### Entries from a point annotation set
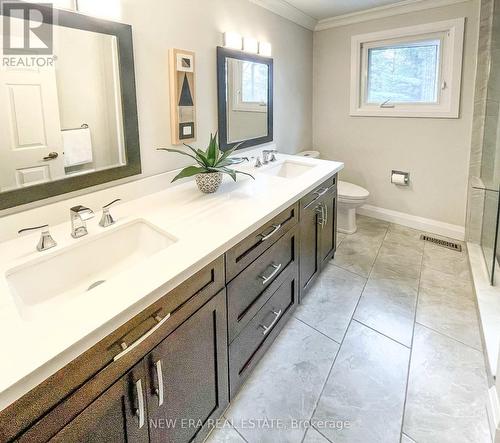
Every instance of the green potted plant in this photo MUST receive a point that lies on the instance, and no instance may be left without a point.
(210, 165)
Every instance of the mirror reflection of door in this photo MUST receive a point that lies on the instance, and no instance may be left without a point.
(30, 140)
(247, 100)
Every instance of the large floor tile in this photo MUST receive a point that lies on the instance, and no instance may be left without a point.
(405, 238)
(224, 435)
(446, 391)
(284, 386)
(445, 260)
(447, 305)
(366, 388)
(329, 305)
(388, 306)
(314, 436)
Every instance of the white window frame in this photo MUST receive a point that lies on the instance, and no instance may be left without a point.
(451, 34)
(238, 103)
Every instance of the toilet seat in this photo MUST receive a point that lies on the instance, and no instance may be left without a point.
(350, 191)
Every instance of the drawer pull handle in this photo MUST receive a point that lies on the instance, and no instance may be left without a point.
(159, 389)
(139, 412)
(266, 280)
(321, 192)
(267, 329)
(127, 349)
(276, 228)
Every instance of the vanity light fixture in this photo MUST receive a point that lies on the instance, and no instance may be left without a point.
(265, 49)
(233, 40)
(250, 45)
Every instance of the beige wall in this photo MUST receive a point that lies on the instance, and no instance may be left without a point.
(434, 151)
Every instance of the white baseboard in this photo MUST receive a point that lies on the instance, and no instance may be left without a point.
(412, 221)
(493, 409)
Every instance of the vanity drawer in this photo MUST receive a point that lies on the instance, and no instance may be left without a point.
(327, 186)
(247, 349)
(244, 253)
(248, 292)
(181, 302)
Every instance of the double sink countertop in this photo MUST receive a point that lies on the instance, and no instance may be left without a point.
(41, 334)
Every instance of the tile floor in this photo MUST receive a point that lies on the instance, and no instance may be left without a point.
(385, 348)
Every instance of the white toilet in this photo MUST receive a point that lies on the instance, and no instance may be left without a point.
(350, 197)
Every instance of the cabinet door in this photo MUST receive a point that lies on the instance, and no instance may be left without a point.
(328, 236)
(188, 376)
(309, 243)
(118, 415)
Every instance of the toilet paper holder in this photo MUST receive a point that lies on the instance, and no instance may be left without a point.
(400, 178)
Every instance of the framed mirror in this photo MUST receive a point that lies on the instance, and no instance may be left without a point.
(68, 112)
(245, 98)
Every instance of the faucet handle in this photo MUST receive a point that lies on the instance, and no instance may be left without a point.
(107, 219)
(46, 241)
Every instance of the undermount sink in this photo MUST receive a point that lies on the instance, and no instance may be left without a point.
(288, 169)
(62, 276)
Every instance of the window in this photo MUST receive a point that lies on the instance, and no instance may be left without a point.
(251, 81)
(409, 72)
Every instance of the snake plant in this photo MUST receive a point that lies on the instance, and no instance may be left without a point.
(211, 160)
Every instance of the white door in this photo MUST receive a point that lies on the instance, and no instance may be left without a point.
(30, 129)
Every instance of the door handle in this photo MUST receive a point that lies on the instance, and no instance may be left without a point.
(159, 389)
(267, 329)
(265, 280)
(127, 349)
(51, 156)
(140, 412)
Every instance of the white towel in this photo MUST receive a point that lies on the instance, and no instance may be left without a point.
(77, 147)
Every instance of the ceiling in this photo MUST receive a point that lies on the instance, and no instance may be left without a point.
(321, 9)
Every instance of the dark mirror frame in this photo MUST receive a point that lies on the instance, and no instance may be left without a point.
(123, 33)
(222, 55)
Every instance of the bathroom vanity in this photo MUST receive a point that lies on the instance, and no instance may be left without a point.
(183, 356)
(145, 329)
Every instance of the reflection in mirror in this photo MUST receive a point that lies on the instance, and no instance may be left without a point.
(62, 120)
(247, 100)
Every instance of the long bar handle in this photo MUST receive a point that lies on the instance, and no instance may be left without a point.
(159, 375)
(266, 280)
(140, 412)
(267, 329)
(321, 192)
(276, 228)
(127, 349)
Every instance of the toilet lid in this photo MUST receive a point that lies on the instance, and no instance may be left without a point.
(352, 191)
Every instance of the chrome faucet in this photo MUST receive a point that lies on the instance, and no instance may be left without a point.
(79, 215)
(46, 241)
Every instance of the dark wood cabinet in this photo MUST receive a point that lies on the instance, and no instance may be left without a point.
(187, 376)
(328, 227)
(318, 237)
(118, 415)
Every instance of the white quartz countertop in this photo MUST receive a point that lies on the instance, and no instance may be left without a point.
(205, 226)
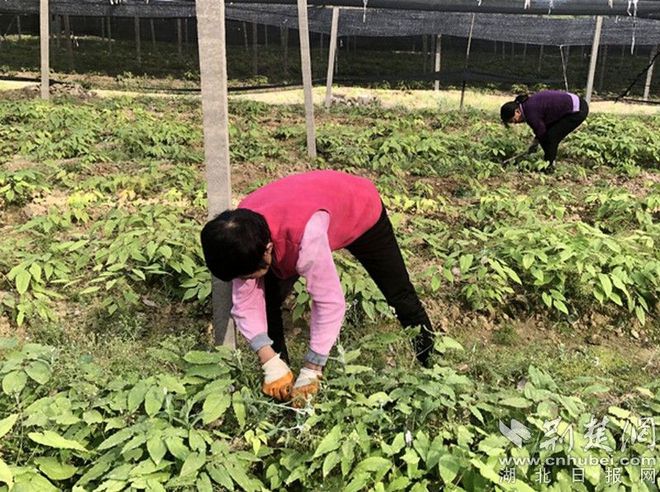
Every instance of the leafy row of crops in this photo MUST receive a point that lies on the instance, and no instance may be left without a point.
(102, 203)
(125, 176)
(203, 425)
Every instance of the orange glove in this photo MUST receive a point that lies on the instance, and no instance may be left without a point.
(278, 379)
(307, 385)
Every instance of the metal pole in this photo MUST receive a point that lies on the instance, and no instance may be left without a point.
(425, 51)
(153, 34)
(563, 66)
(436, 66)
(138, 44)
(44, 41)
(245, 41)
(467, 59)
(110, 34)
(69, 43)
(594, 58)
(603, 59)
(57, 20)
(306, 66)
(331, 56)
(649, 73)
(255, 54)
(213, 71)
(285, 44)
(179, 36)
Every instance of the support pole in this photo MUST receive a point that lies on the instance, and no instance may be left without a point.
(245, 38)
(57, 20)
(110, 34)
(649, 73)
(306, 66)
(425, 51)
(467, 60)
(594, 58)
(438, 60)
(179, 36)
(255, 53)
(284, 36)
(603, 60)
(69, 43)
(213, 71)
(153, 34)
(563, 66)
(44, 41)
(331, 56)
(138, 41)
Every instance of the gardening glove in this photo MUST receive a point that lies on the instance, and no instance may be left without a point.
(307, 385)
(277, 379)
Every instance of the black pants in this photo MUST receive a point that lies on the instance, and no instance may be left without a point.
(560, 129)
(378, 252)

### Work instructions
Reproduce all of the entries above word for word, leaving out the pictures.

### Right answer
Every instance of the green potted plant in this photo MUST receive a point that lies on the instance, and no instance may be left without a point.
(210, 165)
Every instance of the mirror reflection of door in this photo MUST receive a point that lies on the instance, and no instance may be left without a point.
(30, 140)
(247, 100)
Every instance of the large floor tile in this photo MUST receive a point that lies on the instance, and no instance may be left without a point.
(405, 238)
(224, 435)
(446, 391)
(284, 386)
(445, 260)
(447, 305)
(366, 388)
(329, 305)
(388, 306)
(314, 436)
Every instance of the white window frame in this photo MUST receive a point that lies on the instance, and no instance may be left without a point.
(451, 34)
(238, 103)
Every instance of the toilet seat in this photo MUST receive a point that lies on the instance, and no instance may be left without a point.
(350, 191)
Every instance of the drawer pull handle in this photo MUST receive a point that lies on the instance, and no instance may be left without a point.
(159, 389)
(139, 412)
(266, 280)
(321, 192)
(267, 329)
(127, 349)
(276, 228)
Every instance of the vanity light fixture in this photo MUST receive a point that lies on the instance, and no instance may be left without a point.
(265, 49)
(233, 40)
(250, 45)
Every instance of the beige wall in this photo MUST receive a point that lies on the instance, and no instance may be left without a point.
(434, 151)
Every instance of the white baseboard in this photo MUST receive a point that lies on the instance, and no instance may be left without a point.
(412, 221)
(493, 409)
Every instance of the vanity drawer in this photo MUST receive a point that lies on the instance, and no instance may be left without a point.
(327, 186)
(247, 349)
(244, 253)
(248, 292)
(181, 302)
Every instance of the double sink countertop in this photo MUST receive a point that lies on the instance, and no instance may be left without a point.
(41, 334)
Every instance of the tile floor in this photo MUST receive a point that lies on the instance, and no instance may be left without a point.
(385, 348)
Every instance of the white toilet in this photo MUST receive a point that lies on the instance, and no instance may be left without a point.
(350, 197)
Every instance of the cabinet door in this photo MUST receive a point that lies on the instance, and no instance may be left without a point.
(328, 236)
(188, 376)
(309, 243)
(118, 415)
Every instance of the toilet paper holder in this photo MUST receive a point that lies on the instance, and no instance may be left without a point.
(400, 178)
Every instance of the framed mirror in this photo MUST receive a point that lies on the instance, and no instance may be left without a point.
(68, 112)
(245, 98)
Every instance of the faucet handle in this photo MUST receive a point that lies on the instance, and no instance may be left without a point.
(107, 219)
(46, 241)
Every instance of the undermount sink in this photo MUST receive a point that lies on the instance, and no instance may be left without a point.
(288, 169)
(62, 276)
Every instance of the window in this photo MUST receive a point that lies on the instance, and no instance may be left without a point.
(251, 81)
(409, 72)
Every instance of the snake plant in this photo MUST receive a point that lies on the instance, and no instance may be left without a point.
(211, 160)
Every instance of the white door in this photo MUST receive a point that lies on the instance, and no instance may be left without a point.
(30, 129)
Every instance of the door handle in this photo MUST receive a point that lies on the instance, and no instance may be left without a point.
(159, 389)
(267, 329)
(265, 280)
(127, 349)
(51, 156)
(140, 412)
Every instance of the white towel in this photo MUST receive a point that lies on the instance, and no instance may be left without a point.
(77, 147)
Every instance of the ceiling in this photo MUST receive a point that lies on the instance, and no instance may be left without a point.
(321, 9)
Every instance of the dark mirror frame in this photo MUST receive a point that lies on the instance, and no instance may be left without a point.
(123, 33)
(222, 55)
Every instance of the bathroom vanity in this photo MUST receive a point that lies on the instance, and no instance may be left without a point.
(183, 356)
(145, 329)
Every instance of the reflection in mirror in this photo MUST receive a point that lies on the instance, and no instance may be left without a point.
(62, 120)
(247, 100)
Every instance of the long bar handle in this photo MUST receive a point that lies on the instance, and no instance may be left without a point.
(159, 375)
(266, 280)
(140, 412)
(267, 329)
(321, 192)
(276, 228)
(127, 349)
Every instance of the toilet lid in this photo MUST receive a point that lies on the instance, and no instance may be left without a point.
(352, 191)
Every instance of the chrome faucet in this photo MUST receive a point that lies on the instance, and no instance may be left without a point.
(79, 215)
(46, 241)
Every instance of the dark wood cabinet in this photo MUST receive a point that lies on the instance, and no instance may be left without a point.
(187, 376)
(328, 227)
(318, 237)
(118, 415)
Every instance of the white quartz countertop in this photo MUST receive a point that lies on the instance, and no instance may be left without a point.
(205, 226)
Every instance of the leafy row of crops in this photo MUST receive a point that lies on the instance, and no instance may be left without a point.
(102, 203)
(125, 176)
(203, 425)
Every instance of the orange glove in this photo MUST receive a point that lies on the instance, and no instance may be left without a point.
(278, 379)
(307, 385)
Every instance of the metal pole in this photo MUST receive a point that lies on the instance, and no instance may be left without a point.
(425, 51)
(153, 34)
(563, 66)
(436, 66)
(138, 44)
(44, 41)
(245, 41)
(467, 59)
(110, 34)
(69, 43)
(594, 58)
(603, 59)
(57, 20)
(306, 66)
(331, 56)
(649, 73)
(255, 54)
(213, 71)
(285, 44)
(179, 36)
Every instance of the support pole in this photo MUST receive a point that lies on the instance, and no instance may be left without a point.
(245, 38)
(57, 20)
(110, 34)
(649, 73)
(306, 66)
(425, 51)
(467, 60)
(594, 58)
(438, 60)
(179, 36)
(255, 53)
(284, 36)
(603, 60)
(69, 43)
(213, 71)
(153, 34)
(563, 66)
(44, 41)
(331, 56)
(138, 41)
Every instance of the gardening glove in this photo MUST receive a point that lies on the instance, and no instance may be left without a point.
(307, 385)
(277, 379)
Every instance of the black pants in this photo MUST receive a point that lies on the instance, and no instance may be left without a point.
(560, 129)
(378, 252)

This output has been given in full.